___ Entries shown

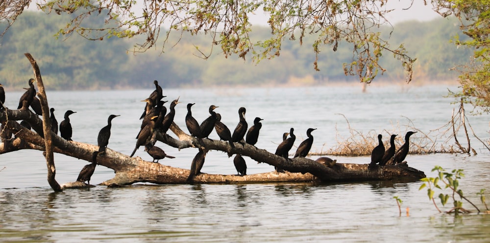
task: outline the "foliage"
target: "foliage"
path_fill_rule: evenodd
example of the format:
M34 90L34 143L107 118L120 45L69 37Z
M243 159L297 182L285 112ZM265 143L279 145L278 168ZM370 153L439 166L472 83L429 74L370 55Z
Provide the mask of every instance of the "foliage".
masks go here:
M451 171L451 173L446 172L446 171L440 166L436 166L432 169L432 172L436 171L438 173L438 177L426 177L422 179L422 181L424 182L418 188L419 190L424 188L427 188L427 196L429 200L431 200L434 203L434 206L441 213L441 211L437 206L436 200L434 199L434 194L436 189L443 190L440 182L444 184L444 188L449 188L451 192L450 195L444 194L442 193L439 195L439 199L441 200L441 204L444 206L448 202L450 199L453 201L453 208L446 213L454 212L456 215L458 215L460 212L468 213L470 211L465 209L463 207L463 199L471 204L480 213L480 209L475 205L471 201L468 200L464 196L463 190L459 188L459 180L465 177L463 173L463 170L455 169ZM483 193L484 190L482 190L478 195L481 195L480 199L486 207L486 203L485 201L485 196ZM458 197L459 196L459 199Z

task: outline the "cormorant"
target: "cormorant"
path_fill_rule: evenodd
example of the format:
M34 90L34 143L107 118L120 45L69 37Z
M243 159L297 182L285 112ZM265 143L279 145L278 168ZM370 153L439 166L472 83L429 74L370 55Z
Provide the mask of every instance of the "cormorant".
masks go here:
M260 117L255 117L253 120L253 125L250 127L245 137L245 141L250 145L255 145L259 139L259 132L262 127L260 121L264 120Z
M77 181L85 183L88 181L89 185L90 184L90 177L94 175L95 171L95 167L97 165L97 155L98 155L98 151L95 151L92 153L92 162L91 164L85 165L82 168L78 174L78 177L76 178Z
M30 124L29 124L29 123L25 120L23 120L21 122L21 125L27 129L28 130L30 130L31 128L31 128Z
M158 160L165 158L175 158L175 157L165 154L165 152L163 149L157 146L151 146L151 144L145 145L145 151L153 158L153 161L151 161L153 163L158 163ZM155 159L156 159L156 162L155 162Z
M120 115L111 115L107 119L107 125L102 128L98 132L98 136L97 137L97 145L98 146L98 152L105 152L105 148L109 144L109 138L111 136L111 127L112 123L111 122L113 119L114 119Z
M246 175L246 163L245 163L245 160L242 156L242 155L237 154L235 156L235 158L233 159L233 163L235 164L235 168L237 169L237 172L238 173L237 176Z
M58 135L58 121L54 117L54 108L51 108L49 109L51 115L49 116L49 120L51 120L51 131L54 133L54 134Z
M187 104L187 115L185 116L185 124L187 126L187 129L191 135L198 138L204 137L201 132L201 129L199 127L199 123L196 120L194 117L192 117L192 112L191 111L191 107L196 103L189 103Z
M296 154L294 154L295 158L296 157L306 157L308 153L310 153L311 145L313 144L313 136L311 134L311 132L316 130L316 128L309 128L306 131L308 138L299 144L298 149L296 150Z
M142 145L146 145L150 143L151 141L151 137L153 136L153 131L155 129L155 121L158 116L151 117L149 122L143 128L140 133L140 135L138 136L138 139L136 140L136 146L134 148L134 150L131 154L130 157L132 157L134 153L136 153L136 150Z
M173 118L175 116L175 106L179 103L179 99L177 98L176 100L173 100L173 101L170 103L170 112L165 116L162 122L162 133L166 134L170 126L172 126L172 123L173 122Z
M383 144L382 138L383 135L378 134L378 146L376 146L371 152L371 163L369 166L372 166L381 161L383 155L385 155L385 145Z
M41 101L37 97L34 96L32 99L30 107L36 115L43 115L43 109L41 108Z
M395 148L395 137L397 135L397 134L392 134L392 136L390 138L390 148L385 151L385 155L383 155L383 158L379 162L379 165L386 165L386 163L389 161L393 155L395 155L396 149Z
M407 156L407 155L408 154L408 151L410 148L410 136L416 133L416 132L410 131L407 133L407 134L405 134L405 143L398 149L396 153L395 153L395 155L393 156L393 164L396 164L401 163L405 160L405 158Z
M36 80L33 78L29 80L29 88L27 88L27 90L21 96L21 98L19 100L19 106L17 107L18 109L22 108L22 102L24 100L27 102L27 107L30 106L31 103L32 103L32 100L34 99L34 96L36 96L36 88L34 88L34 84L33 84L35 81Z
M192 164L191 165L191 172L187 177L187 181L192 181L194 178L194 177L201 174L201 169L202 168L203 165L204 164L204 158L206 157L206 153L204 151L199 148L199 152L194 156L192 159Z
M290 137L283 140L282 142L279 144L276 149L275 153L274 153L275 155L283 157L286 159L288 159L288 156L289 155L288 154L289 151L291 149L291 148L293 148L293 145L294 144L294 140L296 140L296 136L294 135L294 129L291 128L289 132ZM283 138L284 138L284 136L283 135Z
M243 140L246 133L247 129L248 129L248 125L245 120L245 112L246 110L245 107L240 107L238 109L238 115L240 117L240 121L237 125L237 127L235 128L233 134L231 135L231 141L234 143L235 142L240 142Z
M203 138L207 137L209 138L208 137L209 136L209 134L211 134L211 132L213 132L213 129L214 128L214 125L216 123L217 120L216 112L214 111L214 110L218 108L218 107L214 105L211 105L209 106L209 111L211 115L203 121L199 126L199 129L201 130L201 133L202 133Z
M60 123L60 134L61 135L61 137L68 141L73 141L72 140L72 124L70 123L69 116L74 113L76 112L70 110L67 110L65 112L65 120L63 120Z

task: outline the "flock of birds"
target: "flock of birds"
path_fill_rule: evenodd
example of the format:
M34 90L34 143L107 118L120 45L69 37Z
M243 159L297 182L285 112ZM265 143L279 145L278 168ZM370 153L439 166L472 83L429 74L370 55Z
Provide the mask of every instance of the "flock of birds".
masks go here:
M29 88L26 88L26 90L21 96L17 109L28 109L30 107L36 114L42 115L41 103L35 95L36 90L33 85L35 81L32 78L29 80ZM159 160L165 158L174 158L173 156L167 155L163 150L154 145L156 141L154 140L153 134L155 131L158 131L162 133L167 133L171 125L173 122L175 114L175 106L179 102L178 98L172 101L169 106L170 111L167 113L167 108L164 106L167 101L162 100L162 99L166 96L163 96L162 88L158 85L158 81L155 80L153 83L155 87L155 90L147 99L142 101L145 102L146 104L144 111L140 117L140 119L142 120L142 124L140 131L136 137L136 146L130 156L132 157L139 147L143 146L145 147L145 151L153 158L152 162L158 163ZM6 109L3 105L5 102L5 92L1 84L0 84L0 102L1 102L0 109ZM232 147L234 147L234 143L242 145L246 143L255 146L257 142L259 132L262 125L260 122L263 119L260 117L256 117L254 120L253 125L248 128L248 124L245 119L246 109L245 108L241 107L239 109L240 121L232 133L230 129L221 122L221 115L214 111L215 109L218 108L214 105L209 107L210 116L199 124L192 116L191 108L194 104L195 103L187 104L187 114L185 117L186 125L191 135L198 139L208 138L213 131L215 130L220 140L228 141ZM51 124L51 130L55 134L57 134L58 122L54 116L54 109L51 108L49 116ZM73 141L72 128L70 124L70 115L76 112L71 110L67 110L65 113L64 119L59 124L60 135L61 137L67 141ZM99 149L93 152L92 163L83 167L77 178L77 181L84 183L87 181L90 184L90 178L94 174L97 165L97 156L105 153L106 148L109 143L112 119L118 116L119 115L110 115L107 120L107 125L100 129L97 139ZM21 124L29 130L31 129L30 125L25 121L23 121ZM4 127L4 125L2 124L2 127ZM301 142L298 146L294 154L294 157L306 157L308 155L313 143L313 136L311 133L316 129L309 128L306 131L308 138ZM2 129L2 133L4 133L4 131ZM396 153L395 153L394 140L396 135L392 135L390 139L391 147L386 151L382 141L382 135L378 135L379 145L372 151L369 168L372 168L377 164L383 166L396 164L403 161L408 153L410 136L415 133L416 132L409 132L407 133L405 144ZM2 139L4 138L4 135L2 136ZM283 134L283 141L277 146L274 154L287 159L289 152L293 148L296 136L294 134L294 129L292 128L289 133L285 133ZM188 177L188 181L192 181L196 176L201 173L200 170L204 164L206 153L201 148L199 148L198 150L198 152L193 159L191 172ZM325 157L319 158L317 161L325 164L332 161L333 163L335 162ZM233 162L238 173L237 175L246 175L246 164L242 155L237 154L233 159ZM276 168L276 170L278 172L283 172L279 168Z

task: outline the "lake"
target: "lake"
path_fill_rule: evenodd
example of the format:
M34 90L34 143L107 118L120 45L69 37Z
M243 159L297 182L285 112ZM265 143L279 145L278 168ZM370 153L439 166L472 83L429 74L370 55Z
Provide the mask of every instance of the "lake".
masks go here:
M383 134L384 141L389 139L389 133L397 133L403 137L415 128L421 132L411 140L421 139L423 133L434 136L437 147L453 145L454 139L436 136L435 131L450 120L453 108L457 109L457 105L451 104L453 99L444 97L447 88L373 85L365 93L359 86L164 89L167 97L164 100L171 101L180 97L182 103L177 106L175 121L185 131L188 103L196 103L193 114L199 121L209 115L210 105L219 106L215 111L232 129L238 122L238 109L243 106L247 109L249 126L256 116L264 119L257 147L273 152L282 133L292 127L295 129L297 146L306 138L306 130L313 128L318 129L313 133L312 152L319 152L349 138L349 126L365 135ZM56 109L58 122L66 110L76 111L70 116L75 141L96 144L98 131L107 124L108 116L121 115L113 120L108 147L129 155L141 124L138 118L145 106L141 101L151 91L49 91L48 96L50 106ZM6 106L16 107L21 95L7 90ZM489 138L488 115L469 116L468 119L481 139ZM218 136L213 132L210 137L217 139ZM460 142L466 141L459 138ZM474 137L471 139L478 153L476 156L409 155L406 160L429 177L436 176L431 172L436 165L449 171L464 169L466 177L460 187L482 209L484 206L476 194L486 188L490 180L490 153ZM179 151L159 142L157 145L176 157L160 163L174 167L190 168L196 153L196 149ZM135 156L151 159L143 148ZM367 163L370 159L368 156L329 156L339 163ZM54 159L56 179L60 183L75 180L88 163L61 155L55 155ZM248 174L273 170L270 165L245 159ZM236 174L232 161L233 157L228 158L223 153L210 151L201 171ZM428 199L426 190L418 190L420 181L141 183L54 193L47 181L41 152L1 155L0 169L4 167L0 171L0 241L3 242L484 243L490 237L490 216L472 213L455 217L439 213ZM91 182L98 184L113 175L111 170L98 166ZM403 200L401 216L393 198L395 196ZM463 205L475 211L467 202ZM439 206L446 211L451 208L450 205Z

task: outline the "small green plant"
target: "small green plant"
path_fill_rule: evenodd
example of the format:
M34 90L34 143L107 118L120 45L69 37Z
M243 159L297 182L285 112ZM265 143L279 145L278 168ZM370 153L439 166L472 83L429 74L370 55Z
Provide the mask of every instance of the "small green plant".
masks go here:
M400 212L400 216L401 217L401 204L403 202L401 199L399 199L397 196L393 197L396 200L396 205L398 206L398 212Z
M440 182L442 182L444 184L444 189L449 188L452 191L452 193L450 195L441 193L439 196L439 198L441 199L441 203L442 204L442 206L445 205L450 199L452 199L453 207L450 209L449 211L446 212L446 213L450 213L454 212L456 215L458 215L460 212L464 213L469 213L469 211L463 207L463 199L471 204L476 209L478 213L480 213L480 209L464 196L463 191L459 188L459 179L465 177L465 174L463 173L463 170L453 170L450 173L446 172L441 166L436 166L432 169L432 172L434 171L437 171L438 177L422 178L422 181L425 183L422 184L420 188L418 188L418 190L420 190L427 188L427 196L429 197L429 199L432 200L434 206L440 213L441 212L441 211L437 206L437 204L436 203L436 200L434 197L434 194L435 193L434 190L436 188L443 190L441 186L439 185ZM485 189L482 189L478 194L480 195L480 199L486 207L487 204L485 202L485 196L483 195ZM458 196L459 196L459 198Z

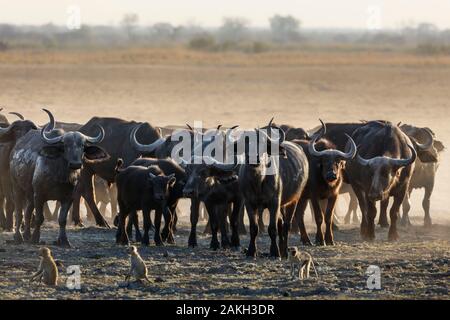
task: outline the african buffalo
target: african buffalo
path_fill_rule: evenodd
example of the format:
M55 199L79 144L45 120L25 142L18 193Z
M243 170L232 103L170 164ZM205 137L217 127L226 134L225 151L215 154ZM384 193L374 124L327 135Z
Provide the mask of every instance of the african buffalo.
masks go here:
M230 134L227 135L231 144L237 146L236 155L245 158L239 170L239 190L250 221L251 240L247 251L250 257L257 254L258 218L266 208L270 213L270 256L280 257L281 253L282 257L287 257L292 217L308 178L308 159L303 150L285 141L281 129L273 125L269 127L269 134L255 129L255 132L245 132L235 141L231 140ZM273 137L273 129L278 132L278 138ZM256 141L251 141L251 135L256 136ZM266 150L261 150L261 146ZM276 242L277 229L279 245Z
M163 245L160 226L161 217L170 221L167 200L170 190L176 182L175 174L164 175L158 166L129 166L122 169L119 159L116 167L117 200L119 203L119 221L116 234L118 244L128 245L128 234L125 228L126 218L132 212L142 210L144 217L144 236L142 244L149 245L150 212L155 210L154 241L157 246Z
M349 150L344 153L336 150L336 146L332 142L326 139L319 140L318 136L315 136L311 141L293 140L294 143L303 148L309 161L308 182L295 213L296 221L299 222L301 241L305 245L311 245L304 223L304 214L308 200L311 201L317 225L316 244L334 245L332 230L334 208L343 183L345 164L355 157L357 150L355 142L350 136L348 136L348 141ZM325 239L322 233L324 215L320 206L320 200L327 200Z
M105 136L102 127L97 127L97 136L90 137L79 131L55 130L52 113L44 111L49 124L40 130L31 130L18 140L11 151L11 180L16 212L14 240L22 243L30 240L39 243L40 228L44 222L45 202L61 202L59 214L59 237L57 244L70 246L66 235L67 214L73 201L73 190L85 164L108 160L108 154L95 144ZM25 207L25 231L22 236L22 210ZM35 228L31 235L31 215L36 210Z
M191 164L187 167L188 179L184 194L195 195L205 204L211 228L211 249L238 248L240 217L243 213L243 198L239 192L236 166L217 163L206 157L208 163ZM230 217L231 242L228 237L227 217ZM243 224L243 222L242 222ZM220 229L221 243L217 239Z
M358 155L347 164L346 174L362 212L361 236L375 239L376 202L394 198L388 239L398 239L397 214L409 188L417 153L400 128L381 121L363 124L352 135Z
M17 141L30 130L36 130L37 126L29 120L25 120L19 113L12 113L19 120L11 124L4 124L0 128L0 227L12 231L14 227L14 198L10 179L10 154ZM5 216L6 213L6 216Z
M105 138L98 145L110 155L110 159L99 163L86 163L83 167L80 183L74 192L73 215L75 223L81 224L80 198L83 196L95 217L97 225L109 226L95 204L93 176L97 175L106 180L107 183L113 183L119 158L123 159L125 166L128 166L142 155L150 156L150 154L137 151L130 141L131 132L137 126L140 128L137 138L143 143L155 142L158 144L164 139L162 139L160 131L148 123L140 125L134 121L130 122L117 118L94 117L83 125L79 131L86 135L95 135L98 132L98 126L105 130ZM117 207L115 197L112 198L111 205Z

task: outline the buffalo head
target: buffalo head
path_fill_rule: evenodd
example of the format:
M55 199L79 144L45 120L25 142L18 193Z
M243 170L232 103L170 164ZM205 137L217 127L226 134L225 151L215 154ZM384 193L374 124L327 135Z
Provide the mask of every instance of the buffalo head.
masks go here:
M322 177L331 186L340 180L346 161L352 160L356 156L356 144L349 135L347 138L348 150L346 152L336 150L334 144L328 140L321 139L317 142L317 135L308 144L309 154L318 159ZM316 143L321 151L316 150Z
M408 145L411 156L408 159L395 159L387 156L379 156L371 159L364 159L357 155L357 162L363 166L370 176L370 188L368 197L372 201L385 200L390 190L398 181L402 169L414 163L417 158L415 148Z
M170 190L176 182L175 174L165 176L157 166L148 168L148 179L152 185L153 197L158 201L166 200L169 197Z
M100 143L105 135L102 127L98 127L99 134L89 137L79 131L55 131L55 119L46 109L50 122L41 129L42 140L46 145L41 149L40 155L47 158L63 157L70 170L79 170L85 163L102 162L109 159L109 155L102 148L94 144Z
M17 112L10 112L16 115L20 120L14 121L10 125L0 127L0 143L16 141L23 137L30 130L37 130L37 126Z

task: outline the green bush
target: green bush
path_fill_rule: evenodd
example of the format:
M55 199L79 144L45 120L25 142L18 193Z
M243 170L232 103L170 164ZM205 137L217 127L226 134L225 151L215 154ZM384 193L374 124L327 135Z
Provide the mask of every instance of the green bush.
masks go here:
M9 46L6 42L0 41L0 51L6 51L8 50Z
M216 40L211 35L196 36L189 41L189 48L194 50L215 50Z

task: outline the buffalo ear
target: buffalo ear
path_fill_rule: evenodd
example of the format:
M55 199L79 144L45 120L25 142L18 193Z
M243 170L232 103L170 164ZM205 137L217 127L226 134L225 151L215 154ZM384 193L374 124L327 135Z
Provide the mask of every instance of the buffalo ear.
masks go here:
M418 151L417 156L424 163L437 162L437 152L433 148L428 151Z
M89 161L105 161L110 158L109 154L100 147L86 146L84 147L84 155Z
M56 159L60 157L64 153L64 148L61 146L44 146L39 151L39 155L49 158L49 159Z
M177 182L177 178L175 178L175 174L171 174L169 176L169 182L167 183L169 185L169 187L173 188L173 186L175 185L175 182Z
M434 147L438 152L442 152L445 150L444 144L439 140L434 140Z
M14 130L10 127L8 131L0 135L0 143L10 142L15 139Z

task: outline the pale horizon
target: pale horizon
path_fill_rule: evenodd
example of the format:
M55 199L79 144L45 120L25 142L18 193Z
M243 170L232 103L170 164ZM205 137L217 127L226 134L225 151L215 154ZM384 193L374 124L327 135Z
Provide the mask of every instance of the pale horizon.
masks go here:
M0 5L0 24L16 25L65 25L68 8L77 6L81 23L87 25L117 26L125 14L136 13L143 26L169 22L217 27L224 17L242 17L251 27L268 27L268 19L280 14L298 18L306 29L365 29L374 17L380 29L399 29L422 22L439 29L450 28L448 0L0 0Z

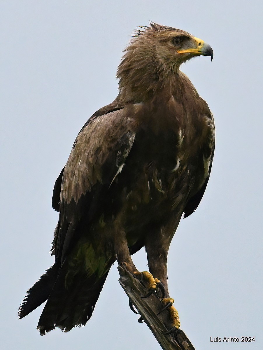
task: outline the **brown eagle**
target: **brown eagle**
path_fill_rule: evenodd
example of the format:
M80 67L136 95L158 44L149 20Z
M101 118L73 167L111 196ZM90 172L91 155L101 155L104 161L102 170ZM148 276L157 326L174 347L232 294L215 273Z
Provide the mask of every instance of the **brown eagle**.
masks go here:
M19 312L22 318L47 301L37 327L42 335L85 325L111 266L117 260L138 274L131 255L143 246L149 289L161 286L170 306L169 246L208 180L213 117L179 68L197 56L212 58L212 48L185 31L151 22L125 52L118 97L84 125L55 183L55 262Z

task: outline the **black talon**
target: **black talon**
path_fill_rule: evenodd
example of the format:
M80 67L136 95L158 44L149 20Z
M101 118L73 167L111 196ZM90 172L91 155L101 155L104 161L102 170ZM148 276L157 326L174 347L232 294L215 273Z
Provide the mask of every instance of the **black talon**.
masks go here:
M163 285L162 282L159 282L157 284L157 286L162 292L162 299L161 299L161 301L162 301L165 296L165 291L164 289L164 286Z
M129 301L129 306L130 307L130 308L133 312L134 312L135 314L137 314L137 315L140 315L140 313L138 312L137 312L135 311L135 309L134 308L134 305L130 301L130 300Z
M165 334L165 335L166 334L171 334L172 333L176 333L179 331L179 330L177 328L176 328L175 327L172 327L170 330L168 331L167 332L165 332L165 333L164 333L163 334Z
M144 296L142 296L142 298L148 298L148 296L150 296L150 295L151 295L152 294L153 292L154 292L155 290L155 289L154 289L153 288L151 288L150 290L149 290L149 292L147 293L146 295L144 295Z
M161 314L161 313L163 311L164 311L165 310L167 310L167 309L169 309L169 307L171 307L172 304L173 303L171 301L169 301L169 303L167 303L164 307L163 308L162 310L159 312L157 314L159 315L159 314Z

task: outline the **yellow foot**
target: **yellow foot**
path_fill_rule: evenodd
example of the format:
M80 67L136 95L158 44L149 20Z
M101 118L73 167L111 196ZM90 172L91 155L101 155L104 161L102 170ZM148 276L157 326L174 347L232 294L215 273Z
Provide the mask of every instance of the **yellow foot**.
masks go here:
M155 289L157 283L160 282L157 278L155 278L152 275L147 271L143 271L142 272L139 272L137 271L135 271L133 273L134 275L142 275L146 280L149 284L149 289Z
M179 315L178 314L178 311L176 310L175 307L173 305L174 302L174 300L172 298L165 298L163 300L163 303L164 304L164 307L158 313L160 313L165 310L168 309L170 313L170 316L172 320L172 327L175 327L177 329L179 329L180 326L180 320L179 319Z
M164 296L164 287L159 280L158 280L158 278L155 278L151 273L147 271L143 271L142 272L138 272L138 271L136 271L133 273L135 275L142 275L148 282L149 292L146 295L144 295L142 298L147 298L148 296L150 296L156 290L156 287L158 287L162 295L163 298L162 300L163 300Z

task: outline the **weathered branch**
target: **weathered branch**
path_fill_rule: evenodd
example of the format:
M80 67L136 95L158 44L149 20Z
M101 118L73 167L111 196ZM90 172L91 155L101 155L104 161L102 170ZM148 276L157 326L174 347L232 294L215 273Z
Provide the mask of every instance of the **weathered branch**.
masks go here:
M119 282L151 330L163 350L194 350L190 341L182 330L170 334L165 334L171 328L171 320L168 311L159 315L157 313L163 307L155 293L147 298L142 298L148 290L143 281L130 273L125 267L118 267L120 277Z

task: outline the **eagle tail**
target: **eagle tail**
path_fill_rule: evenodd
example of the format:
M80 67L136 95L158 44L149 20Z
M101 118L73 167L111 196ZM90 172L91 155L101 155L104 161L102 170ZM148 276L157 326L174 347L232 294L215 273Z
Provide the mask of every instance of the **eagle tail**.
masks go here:
M57 266L54 264L28 290L27 295L19 308L19 318L26 316L47 300L56 282L58 272Z
M99 277L78 271L70 278L62 267L39 319L37 329L41 335L55 327L68 332L76 326L85 326L91 317L110 267Z

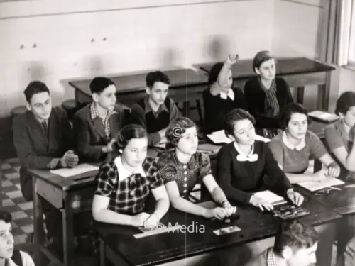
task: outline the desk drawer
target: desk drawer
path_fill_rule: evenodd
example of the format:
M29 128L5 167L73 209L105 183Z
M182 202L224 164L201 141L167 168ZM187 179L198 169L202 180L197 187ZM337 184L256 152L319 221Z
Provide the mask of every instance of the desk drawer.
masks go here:
M42 196L49 203L53 205L57 209L63 208L63 192L62 189L53 187L46 182L36 179L36 190L37 194Z
M67 192L69 208L73 212L90 211L97 186Z

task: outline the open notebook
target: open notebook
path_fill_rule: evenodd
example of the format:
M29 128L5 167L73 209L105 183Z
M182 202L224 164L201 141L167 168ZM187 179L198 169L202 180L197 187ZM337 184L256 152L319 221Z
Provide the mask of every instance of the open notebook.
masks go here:
M208 138L213 141L214 143L230 143L234 141L233 139L228 138L226 135L224 130L212 132L211 134L207 135ZM268 143L270 141L269 138L262 137L256 135L255 136L256 140L263 141Z
M333 123L339 119L339 116L334 113L330 113L320 110L313 111L312 112L308 113L308 116L310 116L315 120L317 120L324 123Z
M259 198L268 201L273 206L280 205L287 203L284 198L276 195L275 193L271 192L270 190L265 190L254 193L254 195Z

______

_Problem:_
Print again, without changes, the part of the records above that opens with the line containing "task: outline the african buffalo" and closes with the line containing "M191 164L187 167L188", both of those lines included.

_Written answer:_
task: outline the african buffalo
target: african buffalo
path_fill_rule: evenodd
example of the format:
M55 199L79 144L45 120L25 142L18 193Z
M243 170L232 103L170 164ZM205 137L217 127L226 134L225 151L215 154ZM384 193L374 124L327 135Z
Provide the mask of every instance of the african buffalo.
masks go here:
M230 134L227 135L231 144L237 146L236 155L245 158L239 170L239 190L250 221L251 240L247 251L250 257L257 254L258 218L266 208L270 213L270 256L280 257L281 253L282 257L287 257L292 217L308 178L308 159L303 150L285 141L281 129L273 125L269 127L269 134L255 129L255 132L245 132L235 141L231 140ZM273 137L273 129L278 132L278 138ZM256 141L251 141L251 135L256 136ZM266 150L261 150L261 146ZM276 242L277 229L279 245Z
M163 245L160 226L161 217L170 221L167 200L170 190L176 182L175 174L164 175L158 166L129 166L122 169L119 159L116 167L117 200L119 203L119 221L116 234L118 244L128 245L128 234L125 228L126 218L132 212L142 210L144 217L144 236L142 244L149 245L150 212L155 210L154 241L157 246Z
M349 150L344 153L336 150L336 146L332 142L326 139L319 140L318 136L315 136L311 141L293 140L294 143L303 148L309 161L308 182L295 213L296 221L299 222L301 241L305 245L311 245L304 223L304 214L308 200L311 201L317 225L316 244L334 245L332 230L334 208L343 183L345 164L355 157L357 150L355 142L350 136L348 136L348 141ZM325 239L322 233L324 215L320 206L320 200L327 200Z
M105 136L102 127L97 127L97 136L90 137L79 131L55 130L52 113L44 111L49 124L40 130L31 130L18 140L11 151L11 180L16 212L14 240L22 243L30 240L39 243L40 228L44 222L45 202L61 202L59 214L59 237L57 244L70 246L66 235L67 214L73 201L73 190L85 164L108 160L108 154L95 144ZM25 207L25 231L22 236L22 210ZM35 228L31 235L31 215L36 210Z
M191 164L187 167L188 179L184 194L195 195L205 204L211 228L211 249L238 248L240 217L243 213L243 198L239 192L236 166L217 163L206 157L208 163ZM230 217L231 242L228 237L227 217ZM243 224L243 222L242 222ZM220 229L221 243L217 239Z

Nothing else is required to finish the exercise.